··· Data for this task ···

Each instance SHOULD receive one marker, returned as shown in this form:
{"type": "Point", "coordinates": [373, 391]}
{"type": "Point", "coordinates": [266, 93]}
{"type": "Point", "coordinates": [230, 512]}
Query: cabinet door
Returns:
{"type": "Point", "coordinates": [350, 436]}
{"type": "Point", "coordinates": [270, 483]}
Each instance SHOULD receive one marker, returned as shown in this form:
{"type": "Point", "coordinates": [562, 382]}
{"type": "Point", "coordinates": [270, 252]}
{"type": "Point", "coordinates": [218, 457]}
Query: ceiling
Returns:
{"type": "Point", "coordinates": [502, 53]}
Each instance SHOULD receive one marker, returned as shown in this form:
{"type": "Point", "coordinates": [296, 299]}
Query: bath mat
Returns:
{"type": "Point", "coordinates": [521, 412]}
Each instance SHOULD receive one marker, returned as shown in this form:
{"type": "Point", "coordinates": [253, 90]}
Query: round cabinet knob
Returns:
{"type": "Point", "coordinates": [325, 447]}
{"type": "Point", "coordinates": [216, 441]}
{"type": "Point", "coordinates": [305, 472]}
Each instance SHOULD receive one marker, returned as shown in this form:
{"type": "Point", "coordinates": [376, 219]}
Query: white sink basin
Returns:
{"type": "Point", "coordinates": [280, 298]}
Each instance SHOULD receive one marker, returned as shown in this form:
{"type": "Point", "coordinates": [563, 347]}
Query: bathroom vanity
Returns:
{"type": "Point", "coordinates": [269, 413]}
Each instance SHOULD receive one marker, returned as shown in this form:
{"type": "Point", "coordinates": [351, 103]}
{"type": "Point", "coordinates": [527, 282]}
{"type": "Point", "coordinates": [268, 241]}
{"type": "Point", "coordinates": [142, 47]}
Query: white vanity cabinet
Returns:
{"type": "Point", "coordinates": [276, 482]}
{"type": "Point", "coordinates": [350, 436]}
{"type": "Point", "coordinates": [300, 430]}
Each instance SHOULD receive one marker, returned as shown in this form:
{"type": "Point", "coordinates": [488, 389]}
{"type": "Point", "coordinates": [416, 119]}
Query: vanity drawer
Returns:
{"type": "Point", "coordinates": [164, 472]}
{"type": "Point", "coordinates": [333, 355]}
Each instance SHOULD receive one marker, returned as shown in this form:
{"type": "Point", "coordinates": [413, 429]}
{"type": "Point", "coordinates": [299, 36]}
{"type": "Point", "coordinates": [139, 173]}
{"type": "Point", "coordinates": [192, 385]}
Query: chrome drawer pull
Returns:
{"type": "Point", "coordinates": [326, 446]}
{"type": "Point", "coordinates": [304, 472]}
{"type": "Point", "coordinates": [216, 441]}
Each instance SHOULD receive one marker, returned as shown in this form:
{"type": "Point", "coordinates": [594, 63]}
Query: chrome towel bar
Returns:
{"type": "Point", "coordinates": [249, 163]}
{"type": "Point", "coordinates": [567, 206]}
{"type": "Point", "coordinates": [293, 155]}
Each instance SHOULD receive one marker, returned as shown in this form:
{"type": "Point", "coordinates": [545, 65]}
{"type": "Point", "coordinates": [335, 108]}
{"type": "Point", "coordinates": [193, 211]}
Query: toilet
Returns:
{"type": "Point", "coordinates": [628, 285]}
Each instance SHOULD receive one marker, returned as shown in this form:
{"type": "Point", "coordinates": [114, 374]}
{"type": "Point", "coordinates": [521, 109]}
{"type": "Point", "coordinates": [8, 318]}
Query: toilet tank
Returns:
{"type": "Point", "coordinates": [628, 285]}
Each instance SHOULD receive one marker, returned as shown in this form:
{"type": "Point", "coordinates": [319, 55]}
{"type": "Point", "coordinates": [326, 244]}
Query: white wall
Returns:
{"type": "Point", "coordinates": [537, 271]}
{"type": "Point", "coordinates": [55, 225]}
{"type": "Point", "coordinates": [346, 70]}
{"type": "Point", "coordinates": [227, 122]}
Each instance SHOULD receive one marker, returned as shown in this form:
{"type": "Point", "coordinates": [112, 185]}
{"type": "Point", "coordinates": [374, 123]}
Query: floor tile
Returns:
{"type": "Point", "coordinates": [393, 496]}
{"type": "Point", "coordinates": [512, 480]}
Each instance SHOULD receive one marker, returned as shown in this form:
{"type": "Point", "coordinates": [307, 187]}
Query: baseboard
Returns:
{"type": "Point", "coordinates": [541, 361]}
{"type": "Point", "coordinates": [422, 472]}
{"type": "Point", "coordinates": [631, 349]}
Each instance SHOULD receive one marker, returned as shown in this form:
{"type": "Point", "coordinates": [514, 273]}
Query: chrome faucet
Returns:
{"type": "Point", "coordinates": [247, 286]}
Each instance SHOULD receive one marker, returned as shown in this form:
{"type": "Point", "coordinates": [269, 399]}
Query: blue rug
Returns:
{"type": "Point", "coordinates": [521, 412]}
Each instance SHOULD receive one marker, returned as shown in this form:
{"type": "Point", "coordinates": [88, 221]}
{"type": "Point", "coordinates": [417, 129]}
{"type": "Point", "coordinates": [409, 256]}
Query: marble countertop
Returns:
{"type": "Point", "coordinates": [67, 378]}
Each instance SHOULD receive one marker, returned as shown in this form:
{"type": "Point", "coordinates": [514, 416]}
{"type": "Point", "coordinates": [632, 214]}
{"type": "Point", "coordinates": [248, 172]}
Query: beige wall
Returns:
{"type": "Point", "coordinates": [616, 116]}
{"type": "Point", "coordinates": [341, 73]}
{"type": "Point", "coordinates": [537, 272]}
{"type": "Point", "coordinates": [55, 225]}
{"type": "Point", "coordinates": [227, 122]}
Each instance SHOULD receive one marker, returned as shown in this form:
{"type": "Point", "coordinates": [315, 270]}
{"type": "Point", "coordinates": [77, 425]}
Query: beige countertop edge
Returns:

···

(Required task) Output all of the material, please, exactly as it stands.

(Completed task)
Each instance SHOULD receive one marker, returned as shown in this form:
{"type": "Point", "coordinates": [373, 391]}
{"type": "Point", "coordinates": [266, 93]}
{"type": "Point", "coordinates": [230, 512]}
Query: cabinet door
Returns:
{"type": "Point", "coordinates": [350, 436]}
{"type": "Point", "coordinates": [270, 483]}
Each instance SHOULD receive one marker, returned as shown in this form:
{"type": "Point", "coordinates": [562, 382]}
{"type": "Point", "coordinates": [270, 252]}
{"type": "Point", "coordinates": [218, 457]}
Query: ceiling
Returns:
{"type": "Point", "coordinates": [502, 53]}
Each instance SHOULD receive one marker, returned as shown in this form:
{"type": "Point", "coordinates": [296, 299]}
Query: bath mat
Returns:
{"type": "Point", "coordinates": [521, 412]}
Each instance SHOULD receive one marker, returned as shown in this form:
{"type": "Point", "coordinates": [253, 90]}
Query: round cabinet knob
Returns:
{"type": "Point", "coordinates": [325, 447]}
{"type": "Point", "coordinates": [216, 441]}
{"type": "Point", "coordinates": [305, 472]}
Each instance SHOULD receive one marker, returned as shown in this form:
{"type": "Point", "coordinates": [376, 219]}
Query: white sink basin
Returns:
{"type": "Point", "coordinates": [280, 298]}
Each instance SHOULD receive one marker, returned as shown in this form:
{"type": "Point", "coordinates": [563, 347]}
Query: bathroom vanity
Returns:
{"type": "Point", "coordinates": [269, 413]}
Each instance SHOULD receive one marker, returned as shown in this form:
{"type": "Point", "coordinates": [351, 103]}
{"type": "Point", "coordinates": [527, 282]}
{"type": "Point", "coordinates": [268, 241]}
{"type": "Point", "coordinates": [142, 47]}
Query: white vanity cabinet
Returns:
{"type": "Point", "coordinates": [276, 482]}
{"type": "Point", "coordinates": [350, 436]}
{"type": "Point", "coordinates": [300, 430]}
Each instance SHOULD receive one marker, returned as shown in this form:
{"type": "Point", "coordinates": [488, 389]}
{"type": "Point", "coordinates": [416, 119]}
Query: vanity drawer
Returns:
{"type": "Point", "coordinates": [164, 472]}
{"type": "Point", "coordinates": [333, 355]}
Each instance SHOULD receive one marker, returned as shown in this form:
{"type": "Point", "coordinates": [413, 429]}
{"type": "Point", "coordinates": [299, 36]}
{"type": "Point", "coordinates": [139, 173]}
{"type": "Point", "coordinates": [192, 385]}
Query: chrome drawer pull
Returns:
{"type": "Point", "coordinates": [326, 446]}
{"type": "Point", "coordinates": [304, 472]}
{"type": "Point", "coordinates": [216, 441]}
Each instance SHOULD receive one marker, returned as shown in this form:
{"type": "Point", "coordinates": [594, 63]}
Query: chrome towel bar
Returns:
{"type": "Point", "coordinates": [249, 163]}
{"type": "Point", "coordinates": [567, 206]}
{"type": "Point", "coordinates": [293, 155]}
Each instance SHOULD receive one marker, returned as shown in this form:
{"type": "Point", "coordinates": [545, 65]}
{"type": "Point", "coordinates": [335, 108]}
{"type": "Point", "coordinates": [193, 211]}
Query: toilet
Returns:
{"type": "Point", "coordinates": [628, 285]}
Each instance SHOULD receive one marker, returned as shown in this form:
{"type": "Point", "coordinates": [114, 374]}
{"type": "Point", "coordinates": [521, 109]}
{"type": "Point", "coordinates": [8, 318]}
Query: toilet tank
Returns:
{"type": "Point", "coordinates": [628, 285]}
Each instance SHOULD receive one marker, returned as shown in this form:
{"type": "Point", "coordinates": [319, 55]}
{"type": "Point", "coordinates": [326, 244]}
Query: white wall
Returns:
{"type": "Point", "coordinates": [537, 271]}
{"type": "Point", "coordinates": [55, 225]}
{"type": "Point", "coordinates": [346, 70]}
{"type": "Point", "coordinates": [227, 122]}
Each instance SHOULD receive one marker, returned as shown in this form:
{"type": "Point", "coordinates": [112, 185]}
{"type": "Point", "coordinates": [374, 123]}
Query: floor tile
Returns:
{"type": "Point", "coordinates": [393, 496]}
{"type": "Point", "coordinates": [512, 480]}
Each instance SHOULD receive one marker, returned as shown in this form:
{"type": "Point", "coordinates": [307, 187]}
Query: baseboard
Returns:
{"type": "Point", "coordinates": [541, 361]}
{"type": "Point", "coordinates": [422, 472]}
{"type": "Point", "coordinates": [631, 349]}
Each instance SHOULD receive one marker, returned as shown in this form:
{"type": "Point", "coordinates": [514, 273]}
Query: chrome faucet
Returns:
{"type": "Point", "coordinates": [247, 286]}
Each instance SHOULD receive one marker, returned as shown in this form:
{"type": "Point", "coordinates": [269, 399]}
Query: blue rug
Returns:
{"type": "Point", "coordinates": [521, 412]}
Each instance SHOULD receive one marker, returned as shown in this form:
{"type": "Point", "coordinates": [88, 221]}
{"type": "Point", "coordinates": [417, 129]}
{"type": "Point", "coordinates": [409, 256]}
Query: marble countertop
Returns:
{"type": "Point", "coordinates": [67, 378]}
Each instance SHOULD receive one marker, returned as shown in this form:
{"type": "Point", "coordinates": [514, 416]}
{"type": "Point", "coordinates": [632, 214]}
{"type": "Point", "coordinates": [248, 172]}
Query: beige wall
Returns:
{"type": "Point", "coordinates": [616, 116]}
{"type": "Point", "coordinates": [341, 73]}
{"type": "Point", "coordinates": [537, 272]}
{"type": "Point", "coordinates": [55, 225]}
{"type": "Point", "coordinates": [227, 122]}
Each instance SHOULD receive one marker, returned as shown in this form:
{"type": "Point", "coordinates": [315, 270]}
{"type": "Point", "coordinates": [77, 425]}
Query: beige countertop edge
Returns:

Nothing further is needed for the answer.